_WHAT YOU WILL DO_
1: Print the passage from the memoir about moving to Seoul, starting with "This sense of" and going on through "But it doesn’t.".
2: List every named place that appears in the memoir passage about moving to Seoul.

It is August 1995, and my view from the ninth floor of an apartment building in Seoul looks nothing like the muted blue and green Appalachian Mountains of my childhood. Concrete villas and low brick buildings sprawl out below me, crowned with bright yellow water tanks and electric red crosses. Mountains blur the left edge of the veranda glass like a stray eyelash in the corner of my sight, but these seem darker and more imposing than the ones I have known.
I look, and I weep, for all the miles between me and the places that have brought me happiness. For that final, strangely poignant moment in North Carolina when we left the playground for the last time, and I knew I could never come to it as a child again—and perhaps, after time and development had gnawed through the land, never see it again at all.
I wrap my arms around my knees. My aunt crouches close and pats my back. “Don’t cry,” she says. “Don’t cry; you’ll make your parents sad.”
I do my best to stanch my tears, but the sadness stems from more than a change of location. Months before arriving in Korea, I witnessed a suicide threat. The image of the incident is branded into my memory and my outlook on the world, and I now carry a suffocating fear with me: a belief that it is my responsibility to keep my friends and family—everyone I love—alive, and happy enough to want to stay alive. I do not confide this fear to anyone, but in it I feel a cold, matter-of-fact severance from my childhood. Nothing is familiar. Lives are terribly, terribly fragile. I wish I could trace my path just a few steps backward, but what separates me from my old home cannot be bridged.
This sense of helplessness, weeks later, prods me to listen carefully to my homeroom teacher’s explanation of Christ. At eleven I relinquish my life to the Lord I’ve sought, one way or another, all my life. I try to settle into the language and the story that has caught me up and seems to be carrying me along. Now I know where I am truly bound; now, surely, all my unsettledness will be laid to rest. The ache will cease.
But it doesn’t.
Something akin to it ambushes me in high school, in a whirlwind of crisping leaves that sweeps around my shoulders and knees on a gray afternoon.
Again, in college, in a stream of color cascading from the stained glass windows of the university chapel.

_DATASET CONTENT_
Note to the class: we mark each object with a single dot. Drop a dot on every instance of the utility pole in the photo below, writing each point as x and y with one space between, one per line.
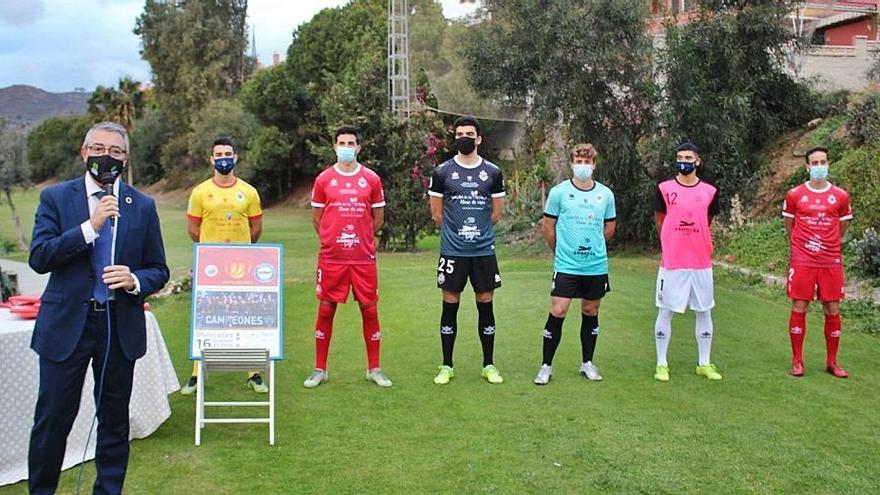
398 59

_RESULTS_
1:
This sense of helplessness, weeks later, prods me to listen carefully to my homeroom teacher’s explanation of Christ. At eleven I relinquish my life to the Lord I’ve sought, one way or another, all my life. I try to settle into the language and the story that has caught me up and seems to be carrying me along. Now I know where I am truly bound; now, surely, all my unsettledness will be laid to rest. The ache will cease.
But it doesn’t.

2:
- Seoul
- the Appalachian Mountains
- North Carolina
- Korea